**What is asked**
Restate all of the entries exactly, dropping any pictures they hold.

-=-=-

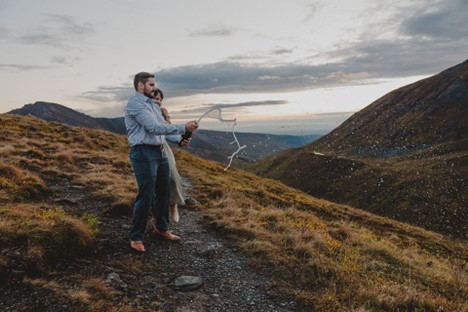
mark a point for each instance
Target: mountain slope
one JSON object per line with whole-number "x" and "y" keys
{"x": 62, "y": 114}
{"x": 213, "y": 145}
{"x": 423, "y": 114}
{"x": 69, "y": 192}
{"x": 404, "y": 156}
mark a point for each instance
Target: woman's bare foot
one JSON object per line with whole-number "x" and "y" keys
{"x": 174, "y": 213}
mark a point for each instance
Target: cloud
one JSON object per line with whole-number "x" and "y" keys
{"x": 433, "y": 40}
{"x": 213, "y": 31}
{"x": 109, "y": 94}
{"x": 64, "y": 60}
{"x": 60, "y": 31}
{"x": 446, "y": 19}
{"x": 21, "y": 68}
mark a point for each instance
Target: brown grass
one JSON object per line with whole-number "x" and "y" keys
{"x": 330, "y": 257}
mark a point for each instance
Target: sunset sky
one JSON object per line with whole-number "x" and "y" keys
{"x": 292, "y": 66}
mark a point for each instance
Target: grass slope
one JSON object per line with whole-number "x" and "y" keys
{"x": 330, "y": 257}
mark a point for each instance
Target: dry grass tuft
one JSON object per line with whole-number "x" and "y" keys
{"x": 329, "y": 257}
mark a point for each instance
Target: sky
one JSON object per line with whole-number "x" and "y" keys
{"x": 277, "y": 66}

-=-=-

**Full solution**
mark a point for each instance
Target: mountain slope
one JSON object per line with whole-number "x" and "y" keys
{"x": 62, "y": 114}
{"x": 213, "y": 145}
{"x": 423, "y": 114}
{"x": 69, "y": 192}
{"x": 404, "y": 156}
mark a point for each instance
Target: woman's bare foot
one JSON object per line with whole-number "x" and "y" keys
{"x": 174, "y": 213}
mark a point for each instance
Target: cloud
one JSON object per line with whole-number "x" and "y" keys
{"x": 433, "y": 40}
{"x": 213, "y": 31}
{"x": 109, "y": 94}
{"x": 64, "y": 60}
{"x": 60, "y": 31}
{"x": 446, "y": 19}
{"x": 21, "y": 68}
mark a point for each instance
Target: brown grass
one JSON object per line with whole-number "x" and "y" keys
{"x": 330, "y": 257}
mark a point for each instance
Target: sunset sky
one JSON object per line with whole-number "x" and "y" keys
{"x": 292, "y": 66}
mark a point for each instance
Target: grass slope
one JSON object per line with whole-number "x" and "y" keys
{"x": 330, "y": 257}
mark a point for each instance
Target: dry grass tuft
one JSON object per line with whole-number "x" and "y" keys
{"x": 329, "y": 257}
mark a point for each instance
Target: sky
one JSON object per line with whole-number "x" and "y" keys
{"x": 277, "y": 66}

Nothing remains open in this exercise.